───── Stored data

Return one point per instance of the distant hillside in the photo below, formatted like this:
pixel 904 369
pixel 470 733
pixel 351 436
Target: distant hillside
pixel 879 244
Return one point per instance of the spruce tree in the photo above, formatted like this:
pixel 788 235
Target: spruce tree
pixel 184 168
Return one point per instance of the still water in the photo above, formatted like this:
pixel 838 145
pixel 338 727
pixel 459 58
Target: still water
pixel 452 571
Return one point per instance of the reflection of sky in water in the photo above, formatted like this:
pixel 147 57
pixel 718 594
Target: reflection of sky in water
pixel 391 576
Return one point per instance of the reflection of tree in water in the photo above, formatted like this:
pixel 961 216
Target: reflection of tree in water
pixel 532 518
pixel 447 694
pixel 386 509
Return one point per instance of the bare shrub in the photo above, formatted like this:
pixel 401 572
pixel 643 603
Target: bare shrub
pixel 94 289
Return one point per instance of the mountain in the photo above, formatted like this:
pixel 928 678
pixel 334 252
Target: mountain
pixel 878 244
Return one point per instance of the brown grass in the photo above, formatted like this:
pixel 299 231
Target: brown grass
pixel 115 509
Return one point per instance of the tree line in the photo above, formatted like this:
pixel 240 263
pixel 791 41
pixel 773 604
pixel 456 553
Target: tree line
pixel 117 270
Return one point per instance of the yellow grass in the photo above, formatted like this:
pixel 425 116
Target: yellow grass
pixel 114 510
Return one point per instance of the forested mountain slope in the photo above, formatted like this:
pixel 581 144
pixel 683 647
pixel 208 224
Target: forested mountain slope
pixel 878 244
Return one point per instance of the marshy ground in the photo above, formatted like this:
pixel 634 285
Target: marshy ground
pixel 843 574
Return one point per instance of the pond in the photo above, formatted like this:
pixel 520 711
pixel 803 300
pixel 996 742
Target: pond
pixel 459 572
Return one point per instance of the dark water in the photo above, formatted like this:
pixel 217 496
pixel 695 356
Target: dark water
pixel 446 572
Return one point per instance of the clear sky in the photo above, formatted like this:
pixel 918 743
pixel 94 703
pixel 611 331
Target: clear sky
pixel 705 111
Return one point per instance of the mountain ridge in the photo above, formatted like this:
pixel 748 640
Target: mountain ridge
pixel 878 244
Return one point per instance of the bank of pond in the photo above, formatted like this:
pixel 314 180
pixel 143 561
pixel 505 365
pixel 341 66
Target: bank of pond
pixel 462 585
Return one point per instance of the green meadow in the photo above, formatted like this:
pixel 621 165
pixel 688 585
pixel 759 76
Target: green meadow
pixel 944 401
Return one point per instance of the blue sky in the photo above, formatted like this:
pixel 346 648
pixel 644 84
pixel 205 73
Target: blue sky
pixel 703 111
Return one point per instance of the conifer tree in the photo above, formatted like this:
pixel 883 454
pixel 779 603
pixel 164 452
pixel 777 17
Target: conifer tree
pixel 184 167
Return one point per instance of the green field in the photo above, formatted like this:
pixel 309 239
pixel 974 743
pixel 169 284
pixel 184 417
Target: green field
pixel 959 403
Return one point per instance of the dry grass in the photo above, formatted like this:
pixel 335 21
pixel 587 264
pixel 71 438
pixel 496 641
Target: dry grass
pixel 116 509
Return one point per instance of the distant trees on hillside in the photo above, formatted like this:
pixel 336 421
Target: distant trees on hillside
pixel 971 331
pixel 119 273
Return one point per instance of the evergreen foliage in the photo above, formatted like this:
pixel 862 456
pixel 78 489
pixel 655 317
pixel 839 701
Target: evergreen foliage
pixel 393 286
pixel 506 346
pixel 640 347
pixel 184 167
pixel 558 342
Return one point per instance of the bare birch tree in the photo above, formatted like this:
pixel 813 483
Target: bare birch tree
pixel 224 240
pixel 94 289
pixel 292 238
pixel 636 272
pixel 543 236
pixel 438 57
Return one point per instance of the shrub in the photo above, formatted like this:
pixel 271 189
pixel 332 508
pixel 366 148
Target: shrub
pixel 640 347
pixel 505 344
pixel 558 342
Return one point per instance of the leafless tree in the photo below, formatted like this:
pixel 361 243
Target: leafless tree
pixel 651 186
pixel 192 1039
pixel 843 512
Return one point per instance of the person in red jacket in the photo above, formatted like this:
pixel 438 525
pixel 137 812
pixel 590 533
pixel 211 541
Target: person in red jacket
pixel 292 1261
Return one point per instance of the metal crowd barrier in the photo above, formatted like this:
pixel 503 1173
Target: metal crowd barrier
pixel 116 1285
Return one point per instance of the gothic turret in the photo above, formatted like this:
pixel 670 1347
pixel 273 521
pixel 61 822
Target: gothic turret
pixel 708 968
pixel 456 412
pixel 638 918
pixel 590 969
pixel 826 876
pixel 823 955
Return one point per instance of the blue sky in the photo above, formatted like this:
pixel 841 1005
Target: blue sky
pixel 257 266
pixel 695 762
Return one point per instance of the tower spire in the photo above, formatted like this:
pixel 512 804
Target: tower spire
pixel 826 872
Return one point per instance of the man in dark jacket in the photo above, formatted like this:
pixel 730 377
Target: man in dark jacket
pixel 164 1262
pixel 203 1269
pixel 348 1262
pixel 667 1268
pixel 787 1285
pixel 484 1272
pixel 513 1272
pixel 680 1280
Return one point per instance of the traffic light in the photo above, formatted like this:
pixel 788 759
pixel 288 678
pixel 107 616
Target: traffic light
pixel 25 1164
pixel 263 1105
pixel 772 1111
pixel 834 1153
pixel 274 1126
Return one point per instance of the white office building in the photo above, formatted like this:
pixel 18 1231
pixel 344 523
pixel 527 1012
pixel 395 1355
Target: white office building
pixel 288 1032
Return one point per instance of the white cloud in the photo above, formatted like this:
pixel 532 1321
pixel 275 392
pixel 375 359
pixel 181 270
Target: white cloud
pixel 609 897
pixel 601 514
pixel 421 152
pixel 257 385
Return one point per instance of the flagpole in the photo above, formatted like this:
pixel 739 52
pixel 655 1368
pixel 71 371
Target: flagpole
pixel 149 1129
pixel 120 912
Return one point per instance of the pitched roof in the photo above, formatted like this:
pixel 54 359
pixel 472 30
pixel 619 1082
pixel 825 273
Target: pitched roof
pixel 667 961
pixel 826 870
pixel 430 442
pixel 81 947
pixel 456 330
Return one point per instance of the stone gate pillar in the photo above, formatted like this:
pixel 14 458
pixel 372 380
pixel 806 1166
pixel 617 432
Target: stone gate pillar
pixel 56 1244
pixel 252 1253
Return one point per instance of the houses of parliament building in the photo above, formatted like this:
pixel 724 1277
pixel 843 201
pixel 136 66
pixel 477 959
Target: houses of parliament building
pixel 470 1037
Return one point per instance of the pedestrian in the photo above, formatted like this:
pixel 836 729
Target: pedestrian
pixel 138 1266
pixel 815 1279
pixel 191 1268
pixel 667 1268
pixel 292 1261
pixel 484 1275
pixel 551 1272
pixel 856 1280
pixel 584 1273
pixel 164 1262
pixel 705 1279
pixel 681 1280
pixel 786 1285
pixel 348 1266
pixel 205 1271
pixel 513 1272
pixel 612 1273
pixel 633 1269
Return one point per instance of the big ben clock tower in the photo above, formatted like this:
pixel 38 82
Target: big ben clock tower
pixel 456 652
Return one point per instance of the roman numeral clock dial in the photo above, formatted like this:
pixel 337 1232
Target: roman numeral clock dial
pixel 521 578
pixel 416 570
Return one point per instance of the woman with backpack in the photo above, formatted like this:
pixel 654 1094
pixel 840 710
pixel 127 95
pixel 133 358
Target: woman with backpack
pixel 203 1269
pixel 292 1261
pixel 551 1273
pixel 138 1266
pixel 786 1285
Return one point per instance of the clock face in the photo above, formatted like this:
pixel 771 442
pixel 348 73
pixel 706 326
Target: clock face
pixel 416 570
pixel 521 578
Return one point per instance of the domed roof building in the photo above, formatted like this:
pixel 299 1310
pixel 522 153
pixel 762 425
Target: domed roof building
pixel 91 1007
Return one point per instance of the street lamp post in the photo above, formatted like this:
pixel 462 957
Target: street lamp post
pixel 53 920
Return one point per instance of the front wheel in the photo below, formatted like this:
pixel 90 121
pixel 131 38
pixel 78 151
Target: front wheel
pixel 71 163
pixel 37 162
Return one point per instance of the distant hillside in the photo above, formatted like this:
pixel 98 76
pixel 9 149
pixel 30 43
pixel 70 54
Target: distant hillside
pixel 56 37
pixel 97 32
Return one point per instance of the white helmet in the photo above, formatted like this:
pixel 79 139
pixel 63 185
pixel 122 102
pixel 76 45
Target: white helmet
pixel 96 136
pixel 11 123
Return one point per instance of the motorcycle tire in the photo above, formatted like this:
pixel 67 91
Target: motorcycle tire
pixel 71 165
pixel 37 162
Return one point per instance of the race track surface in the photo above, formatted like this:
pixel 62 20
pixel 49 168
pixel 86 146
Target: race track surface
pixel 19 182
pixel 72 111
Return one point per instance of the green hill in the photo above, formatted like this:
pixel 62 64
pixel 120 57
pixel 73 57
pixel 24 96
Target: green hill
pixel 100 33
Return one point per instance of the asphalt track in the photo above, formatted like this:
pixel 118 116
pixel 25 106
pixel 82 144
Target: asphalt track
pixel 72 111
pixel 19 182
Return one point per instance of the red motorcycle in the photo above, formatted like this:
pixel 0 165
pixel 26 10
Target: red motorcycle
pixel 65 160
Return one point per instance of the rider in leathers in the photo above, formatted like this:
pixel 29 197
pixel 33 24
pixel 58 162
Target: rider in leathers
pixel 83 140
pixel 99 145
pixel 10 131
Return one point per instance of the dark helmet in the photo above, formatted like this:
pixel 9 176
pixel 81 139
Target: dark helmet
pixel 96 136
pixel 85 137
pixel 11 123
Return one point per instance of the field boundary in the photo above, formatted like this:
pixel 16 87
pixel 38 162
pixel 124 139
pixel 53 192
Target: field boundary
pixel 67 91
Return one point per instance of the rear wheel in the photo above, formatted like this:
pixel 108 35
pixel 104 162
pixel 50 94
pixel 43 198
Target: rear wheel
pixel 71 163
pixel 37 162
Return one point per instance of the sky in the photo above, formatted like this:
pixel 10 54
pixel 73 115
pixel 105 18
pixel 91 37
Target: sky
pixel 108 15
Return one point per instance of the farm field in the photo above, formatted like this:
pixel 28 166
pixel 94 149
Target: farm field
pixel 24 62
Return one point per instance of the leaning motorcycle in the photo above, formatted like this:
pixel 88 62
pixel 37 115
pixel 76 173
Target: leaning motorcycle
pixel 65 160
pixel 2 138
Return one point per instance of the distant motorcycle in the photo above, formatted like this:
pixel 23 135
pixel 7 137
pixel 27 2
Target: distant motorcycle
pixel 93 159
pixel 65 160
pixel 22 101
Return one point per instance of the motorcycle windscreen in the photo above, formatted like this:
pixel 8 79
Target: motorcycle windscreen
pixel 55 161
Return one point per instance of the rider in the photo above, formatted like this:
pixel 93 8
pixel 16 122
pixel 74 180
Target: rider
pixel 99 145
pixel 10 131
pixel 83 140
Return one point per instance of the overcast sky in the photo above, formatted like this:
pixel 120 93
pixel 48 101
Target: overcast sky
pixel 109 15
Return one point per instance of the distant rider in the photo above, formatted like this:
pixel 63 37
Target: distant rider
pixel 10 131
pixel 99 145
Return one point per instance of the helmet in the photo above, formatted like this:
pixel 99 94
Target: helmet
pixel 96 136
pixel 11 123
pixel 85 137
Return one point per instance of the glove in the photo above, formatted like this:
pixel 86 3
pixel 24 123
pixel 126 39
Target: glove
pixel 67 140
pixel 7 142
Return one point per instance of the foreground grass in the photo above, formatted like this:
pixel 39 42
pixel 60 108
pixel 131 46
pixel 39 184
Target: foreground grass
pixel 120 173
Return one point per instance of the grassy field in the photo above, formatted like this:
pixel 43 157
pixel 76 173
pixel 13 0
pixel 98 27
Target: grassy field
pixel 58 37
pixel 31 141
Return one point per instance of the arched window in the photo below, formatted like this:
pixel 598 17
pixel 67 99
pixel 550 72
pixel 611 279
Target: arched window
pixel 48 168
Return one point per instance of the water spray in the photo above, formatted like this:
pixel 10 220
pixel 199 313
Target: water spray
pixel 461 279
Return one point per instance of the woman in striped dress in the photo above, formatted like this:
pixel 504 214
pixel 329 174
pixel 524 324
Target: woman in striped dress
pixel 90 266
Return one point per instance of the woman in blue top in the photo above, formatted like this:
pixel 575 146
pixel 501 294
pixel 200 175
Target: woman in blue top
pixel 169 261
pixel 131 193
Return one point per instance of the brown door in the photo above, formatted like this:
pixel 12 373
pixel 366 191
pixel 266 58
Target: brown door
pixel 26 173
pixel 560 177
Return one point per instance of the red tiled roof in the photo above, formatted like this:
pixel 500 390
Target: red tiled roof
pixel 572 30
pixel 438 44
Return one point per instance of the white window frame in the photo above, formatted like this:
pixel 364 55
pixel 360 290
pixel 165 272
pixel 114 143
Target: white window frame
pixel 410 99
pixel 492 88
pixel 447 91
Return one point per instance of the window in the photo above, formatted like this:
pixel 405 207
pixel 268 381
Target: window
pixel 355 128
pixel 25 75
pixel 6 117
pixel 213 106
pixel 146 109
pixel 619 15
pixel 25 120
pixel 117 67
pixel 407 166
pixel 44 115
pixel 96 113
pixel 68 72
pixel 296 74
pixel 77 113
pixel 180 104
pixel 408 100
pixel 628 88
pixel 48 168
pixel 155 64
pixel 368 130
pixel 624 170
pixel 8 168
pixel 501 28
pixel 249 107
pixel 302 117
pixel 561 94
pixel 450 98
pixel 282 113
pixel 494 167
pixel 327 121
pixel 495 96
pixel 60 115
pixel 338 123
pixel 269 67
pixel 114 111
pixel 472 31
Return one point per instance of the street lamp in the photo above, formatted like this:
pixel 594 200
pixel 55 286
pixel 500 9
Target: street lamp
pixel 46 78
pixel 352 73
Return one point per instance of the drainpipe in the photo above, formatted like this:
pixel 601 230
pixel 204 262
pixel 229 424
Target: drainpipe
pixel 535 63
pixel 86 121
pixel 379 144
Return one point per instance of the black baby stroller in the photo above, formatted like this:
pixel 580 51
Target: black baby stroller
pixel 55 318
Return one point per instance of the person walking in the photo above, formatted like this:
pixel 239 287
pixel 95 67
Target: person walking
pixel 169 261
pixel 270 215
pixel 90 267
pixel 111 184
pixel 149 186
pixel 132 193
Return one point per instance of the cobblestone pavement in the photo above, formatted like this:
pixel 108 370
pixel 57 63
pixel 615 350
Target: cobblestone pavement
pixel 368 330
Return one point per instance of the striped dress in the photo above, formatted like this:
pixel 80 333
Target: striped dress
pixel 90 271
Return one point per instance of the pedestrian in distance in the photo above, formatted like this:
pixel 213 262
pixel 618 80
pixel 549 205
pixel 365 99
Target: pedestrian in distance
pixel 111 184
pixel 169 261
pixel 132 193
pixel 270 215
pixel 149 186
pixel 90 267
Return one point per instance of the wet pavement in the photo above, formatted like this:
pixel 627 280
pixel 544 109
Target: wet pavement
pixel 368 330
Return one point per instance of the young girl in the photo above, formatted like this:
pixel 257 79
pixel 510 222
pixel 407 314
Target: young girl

──────────

Copy out the lines of the listing word for word, beginning with the line that contains "Return one point per instance of the tower" and ending after the line that contains "pixel 680 1280".

### Reply
Return one point per instance of the tower spire in the photo above, formatted like this:
pixel 512 804
Target: tower spire
pixel 826 872
Return one point per instance of the man in dark jacket in the photo above, formatted like this:
pixel 730 377
Target: man in dark jacket
pixel 164 1262
pixel 203 1269
pixel 348 1262
pixel 667 1268
pixel 787 1285
pixel 484 1272
pixel 513 1272
pixel 680 1280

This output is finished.